• SEITENAUSZUG:

----------------

Mittwoch, 27. März 2019

Der Hauptmann von Köpenick

























Regie: Helmut Käutner

Haben Sie gedient ?

Der deutsche Schriftsteller Carl Zuckmayr lebte von 1896 bis 1977. Er wuchs in mainz auf und studierte Literaturgeschichte. Im ersten Weltkrieg wurde Zuckmayr mehrfach ausgezeichnet. In der Weimarer Republik entwickelte er sich zum erfolgreichen Autor von Theaterstücken. Nach der Machtergreifung durch die Nazis wurden seine Texte verboten, da er sich kritisch über die NSDAP geäussert hatte. Er wanderte nach Amerika aus und kehrte erst 1946 ald Kulturbeauftragter des amerikanischen Kriegsministeriums nach Europa zurück. "Der Hauptmann von Köpenick - Ein deutsches Märchen" ist eine Tragikomödie und sie wurde von Zuckmayr von Anfang September bis November 1930 geschrieben. Sie beruht teilweise auf wahren Begebenheiten, der Autor hat die Geschichte aber etwas ausgeschmückt.

----------------

• DEINE AUFGABE 1: Von wann bis wann wurde das Stück laut dem Seitenauszug über den Hauptmann von Köpenick geschrieben?
• DEINE AUFGABE 2: Schreib den Seitenauszug über den Hauptmann von Köpenick nach seinem letzten Satz ein Stück weiter.
Die Zeilen darunter spielen dafür keine Rolle.

• VORLIEGENDE ZEILEN:

----------------

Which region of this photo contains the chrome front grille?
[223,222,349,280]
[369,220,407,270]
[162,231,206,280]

----------------

• RICHTIGE ANTWORT 1: Von Anfang September bis November 1930.

• RICHTIGE ANTWORT 2:
Im Oktober 1906 gelang dem aus Ostpreußen stammenden Schuhmacher (Heinz Rühmann) ein echter Coup, als er aus Hauptmann verkleidet mit einem Trupp gutgläubiger Soldaten ins Rathaus der Stadt Cöpenick bei Berlin eindrang, das Amt besetzte und den Bürgermeister Dr. Obermüller (Martin Held) sowie den Buchhalter Rosenkranz (Siegfried Lowitz) verhaften ließ und schließlich die Stadtkasse raubte. Zuckmayr nahm dieses freche Husarenstück zum Anlass für eine kritische Darstellung des Militarismus im deutschen Kaiserreich. Dabei gelang es ihm den völlig unkritischen Gehorsam des deutschen Soldaten und auch des deutschen Bürgers punktgenau zu entlarven.
Die Geschichte wurde mehrfach verfilmt. 1931 mit Max Adalbert unter der Regie von Richard Oswald. Die bekannteste Version entstand 1956 unter Helmut Käutner als farbenprächtiges Spektakel mit perfektem Zeit- und Lokalkolorit. In der Rolle des Hauptmanns brillierte der große Volksschauspieler Heinz Rühmann - für diese Leistung wurde er 1957 mit dem Preis der deutschen Filmkritik ausgezeichnet. Ausserdem gelang es dem Film eine Oscarnominierung als bester Auslandsfilm zu erhalten.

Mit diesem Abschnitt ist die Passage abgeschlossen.